--- Start DATA PROVIDED ---
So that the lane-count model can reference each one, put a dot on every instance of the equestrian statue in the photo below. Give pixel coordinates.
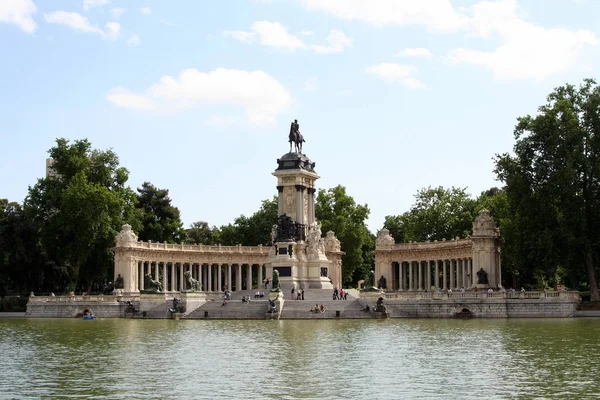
(296, 137)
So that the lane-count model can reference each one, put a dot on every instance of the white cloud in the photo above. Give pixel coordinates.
(435, 15)
(396, 73)
(73, 20)
(117, 12)
(87, 4)
(418, 52)
(259, 94)
(124, 98)
(134, 40)
(311, 85)
(18, 12)
(80, 23)
(528, 51)
(273, 34)
(337, 40)
(112, 30)
(241, 36)
(223, 121)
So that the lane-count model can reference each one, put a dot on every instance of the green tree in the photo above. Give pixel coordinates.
(201, 233)
(250, 231)
(161, 221)
(80, 211)
(337, 211)
(437, 214)
(553, 185)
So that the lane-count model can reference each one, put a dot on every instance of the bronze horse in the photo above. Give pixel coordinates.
(296, 137)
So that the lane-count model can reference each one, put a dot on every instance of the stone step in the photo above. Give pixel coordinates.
(233, 309)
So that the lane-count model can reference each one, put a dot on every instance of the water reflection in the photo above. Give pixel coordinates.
(329, 359)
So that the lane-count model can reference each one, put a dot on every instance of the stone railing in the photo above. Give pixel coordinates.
(202, 248)
(437, 244)
(81, 299)
(563, 295)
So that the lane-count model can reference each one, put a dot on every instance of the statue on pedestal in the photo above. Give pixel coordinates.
(295, 137)
(482, 277)
(276, 287)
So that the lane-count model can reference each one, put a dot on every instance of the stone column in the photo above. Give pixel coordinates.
(300, 204)
(420, 266)
(219, 279)
(209, 278)
(238, 278)
(165, 280)
(142, 269)
(444, 280)
(229, 276)
(248, 276)
(400, 280)
(428, 275)
(280, 201)
(311, 205)
(451, 275)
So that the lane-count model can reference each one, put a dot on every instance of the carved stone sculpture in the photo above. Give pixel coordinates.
(126, 237)
(119, 282)
(150, 285)
(482, 277)
(192, 284)
(384, 238)
(313, 241)
(332, 243)
(276, 287)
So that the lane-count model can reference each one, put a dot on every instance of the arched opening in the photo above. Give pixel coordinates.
(464, 312)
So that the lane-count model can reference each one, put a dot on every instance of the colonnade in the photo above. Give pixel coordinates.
(443, 274)
(213, 277)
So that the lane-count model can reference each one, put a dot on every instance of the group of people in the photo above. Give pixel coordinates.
(340, 294)
(297, 294)
(318, 308)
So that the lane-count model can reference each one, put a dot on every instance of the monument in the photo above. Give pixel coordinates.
(299, 251)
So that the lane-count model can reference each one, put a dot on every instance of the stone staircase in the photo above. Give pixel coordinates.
(234, 309)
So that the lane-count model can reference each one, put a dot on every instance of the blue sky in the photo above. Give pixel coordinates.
(197, 96)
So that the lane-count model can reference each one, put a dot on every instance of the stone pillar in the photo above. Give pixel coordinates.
(311, 205)
(248, 276)
(428, 274)
(280, 201)
(400, 280)
(436, 277)
(142, 273)
(219, 279)
(300, 204)
(420, 266)
(452, 281)
(209, 278)
(444, 276)
(238, 278)
(165, 278)
(229, 274)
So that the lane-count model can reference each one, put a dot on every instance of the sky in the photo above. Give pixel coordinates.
(392, 96)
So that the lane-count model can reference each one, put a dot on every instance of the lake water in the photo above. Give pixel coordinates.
(320, 359)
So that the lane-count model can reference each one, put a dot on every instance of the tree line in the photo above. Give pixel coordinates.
(548, 209)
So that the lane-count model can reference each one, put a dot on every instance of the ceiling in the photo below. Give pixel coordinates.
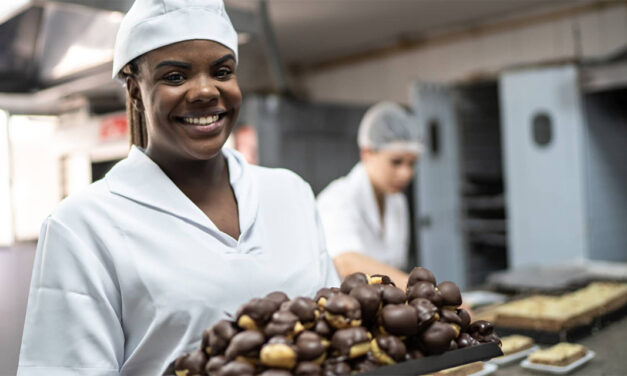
(312, 32)
(40, 37)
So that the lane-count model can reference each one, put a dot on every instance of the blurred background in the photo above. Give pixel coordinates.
(521, 104)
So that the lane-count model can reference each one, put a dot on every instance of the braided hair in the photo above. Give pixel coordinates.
(136, 119)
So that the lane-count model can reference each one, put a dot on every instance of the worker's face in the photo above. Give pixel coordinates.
(389, 171)
(189, 94)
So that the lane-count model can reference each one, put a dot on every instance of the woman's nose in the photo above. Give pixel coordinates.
(202, 89)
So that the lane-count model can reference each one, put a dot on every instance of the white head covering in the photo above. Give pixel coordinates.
(151, 24)
(387, 126)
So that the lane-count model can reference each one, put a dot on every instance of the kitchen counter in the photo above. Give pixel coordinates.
(611, 357)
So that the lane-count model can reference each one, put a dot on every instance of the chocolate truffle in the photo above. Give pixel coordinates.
(436, 339)
(399, 319)
(278, 353)
(237, 368)
(387, 349)
(275, 372)
(342, 311)
(483, 331)
(191, 364)
(322, 328)
(452, 318)
(351, 342)
(380, 279)
(465, 318)
(425, 290)
(427, 312)
(420, 274)
(451, 296)
(307, 369)
(391, 294)
(256, 313)
(310, 347)
(278, 296)
(246, 344)
(217, 338)
(305, 308)
(465, 340)
(335, 367)
(353, 280)
(283, 323)
(370, 302)
(214, 364)
(323, 294)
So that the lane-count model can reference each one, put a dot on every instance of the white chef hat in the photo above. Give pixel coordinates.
(151, 24)
(387, 126)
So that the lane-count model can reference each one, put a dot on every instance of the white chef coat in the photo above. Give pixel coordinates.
(130, 272)
(351, 220)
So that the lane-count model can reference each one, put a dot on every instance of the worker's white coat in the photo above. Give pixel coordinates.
--- End DATA PROVIDED ---
WHAT IS BEING ASKED
Write out, word for word, the line containing "covering in the photo above. Give pixel coordinates." and every line after it to the end of the data above.

EXERCISE OUTPUT
So that the lane-count model can reference each one, put a dot on every instance of the white head covering in the photo above. Give pixel coordinates.
(151, 24)
(387, 126)
So that the lane-count model can reference each one, put a dot on every instance of the kitchen counter in the photo above. Give pixel coordinates.
(611, 357)
So that the lane-count model can reference each one, put a dot on every instance of the chocolate truffle in the photo above. Give pixel coordinates.
(436, 339)
(399, 319)
(278, 353)
(237, 368)
(387, 349)
(275, 372)
(342, 311)
(483, 331)
(191, 364)
(322, 328)
(452, 318)
(351, 342)
(380, 279)
(465, 318)
(425, 290)
(427, 312)
(420, 274)
(451, 296)
(307, 369)
(391, 294)
(256, 313)
(310, 347)
(278, 296)
(246, 344)
(217, 338)
(305, 308)
(465, 340)
(335, 367)
(353, 280)
(283, 323)
(370, 302)
(214, 364)
(323, 294)
So that the lane-count model can reference each one, put a dot on every instance of the white chef hat in the photo above. Give pixel coordinates.
(151, 24)
(387, 126)
So that the lane-count model can reference each one, put a dot on every instance of the white chef coat in the photo above. Give pixel coordinates.
(130, 272)
(351, 220)
So that the lane-count model can reference each one, put a dot on every instance of the worker's white coat in the photo above. Give pixel coordinates.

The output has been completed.